— PROVIDED PASSAGE —

· · · · ·

WFP Assess Recent Landslides Blocks Road In Sindhupalchwok

At the request of the district government, in Sindhupalchowk, the United Nations World Food Programme (WFP) has begun a joint engineering assessment of secondary rural roads that have been blocked by recent landslides. The assessment will help author

Aug. 10, 2015, 5:45 p.m. Published in Magazine Issue: Vol: 09 No. -4 August. 07- 2015 (Shrawan 22, 2072)
At the request of the district government, in Sindhupalchowk, the United Nations World Food Programme (WFP) has begun a joint engineering assessment of secondary rural roads that have been blocked by recent landslides. The assessment will help authorities understand what is required for repairs to take place. 
 
Massive landslides last week have left much of the north of the district with limited or no road access, and this is disrupting deliveries of food and other emergency supplies in response to the 25 April earthquake.
 
“This district is one of the worst quake hit areas and the situation has been exacerbated by recent monsoon rains,” said Stephen Anderson, Emergency Coordinator for WFP in Nepal. “This assessment, which is complementary to the Government of Nepal’s ongoing reconstruction efforts,is a first step in repairing critical infrastructure needed to allow the free flow of commerce, services and relief supplies.”

· · · · ·

[Stored items from a collection]

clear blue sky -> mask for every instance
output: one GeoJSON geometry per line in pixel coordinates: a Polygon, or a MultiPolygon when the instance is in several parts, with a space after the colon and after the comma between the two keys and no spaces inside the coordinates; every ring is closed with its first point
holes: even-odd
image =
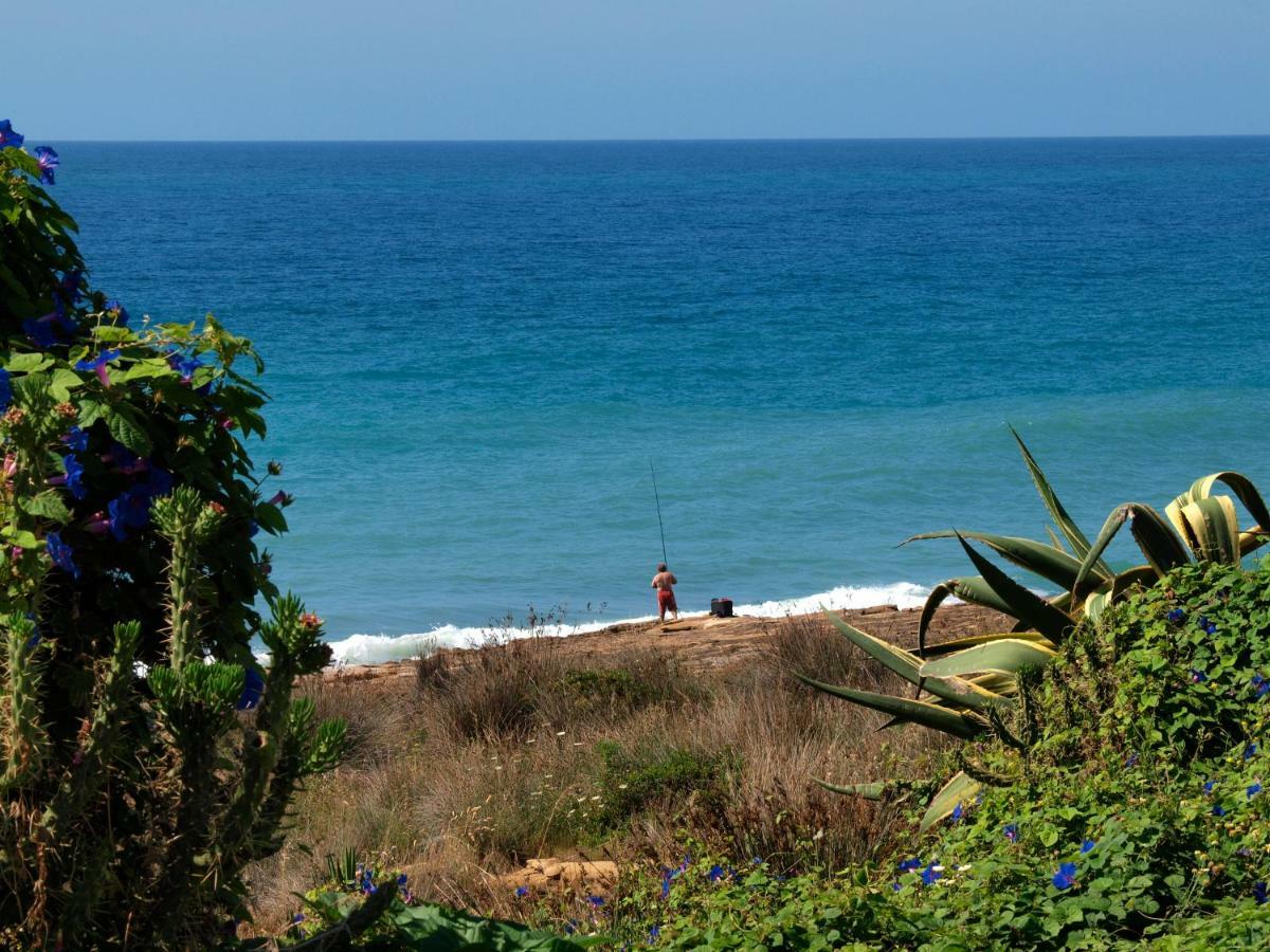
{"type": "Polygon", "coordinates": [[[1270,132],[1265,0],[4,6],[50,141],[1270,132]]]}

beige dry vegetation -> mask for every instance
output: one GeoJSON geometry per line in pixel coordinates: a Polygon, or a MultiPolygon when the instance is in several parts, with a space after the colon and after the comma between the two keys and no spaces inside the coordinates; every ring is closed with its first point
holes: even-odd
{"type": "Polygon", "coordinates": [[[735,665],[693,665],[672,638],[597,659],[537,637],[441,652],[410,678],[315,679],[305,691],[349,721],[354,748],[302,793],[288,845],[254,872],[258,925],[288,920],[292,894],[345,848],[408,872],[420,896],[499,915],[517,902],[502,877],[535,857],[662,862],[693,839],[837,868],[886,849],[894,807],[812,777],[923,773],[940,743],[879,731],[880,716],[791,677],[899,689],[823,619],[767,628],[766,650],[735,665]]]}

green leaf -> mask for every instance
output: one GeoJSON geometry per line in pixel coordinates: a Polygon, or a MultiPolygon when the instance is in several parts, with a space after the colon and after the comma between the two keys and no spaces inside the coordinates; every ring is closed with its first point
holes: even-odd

· · · · ·

— PROMPT 1 —
Condense the paragraph of the Sindhupalchowk article that begins "Massive landslides last week" into a single shorter sentence that keeps its main facts.
— PROMPT 2 —
According to the Sindhupalchowk article, what position does Stephen Anderson hold?
— PROMPT 3 —
Extend the Sindhupalchowk article with further paragraphs that follow its final sentence.

— EXERCISE OUTPUT 1 —
Last week's massive landslides have left much of the district's north with limited or no road access, disrupting deliveries of food and other emergency supplies for the 25 April earthquake response.

— EXERCISE OUTPUT 2 —
He is Emergency Coordinator for WFP in Nepal.

— EXERCISE OUTPUT 3 —
 
“When we understand how bad the damage is to roads, bridges and other infrastructure, it will help the government and stakeholders appreciate the needs and gaps - and agree on who is best suited to undertake repairs.” 
 
Although landslides occur every monsoon in Nepal, this year has seen extreme rock-fall events in the aftermath of the earthquakes. Many of those most in need of shelter, emergency food and other humanitarian items are in remote mountain villages, which are often difficult to access even at the best of times.   
 
As a first step, WFP is surveying 70km of roads, including the road from Melamchi to Photang which serves the western section of the district, and the road from Reifi to Gumba. Both roads have been cut off or damaged by landslides. The surveys will complement government efforts to repair national highways and other roads in the district.    
 
“We cannot distribute food from Charikot out,” said Michael Ryan, a WFP engineer. “This is creating a backlog in the supply chain, and slowing down food distribution. There is a critical need to support government efforts to open the roads – not just to deliver emergency supplies but also to connect communities to other services, such as schools and hospitals.”
 
According to a press release issued by WFP, Surveys are being undertaken with the district disaster relief committee. They are being conducted on foot, as all roads are inaccessible by vehicle.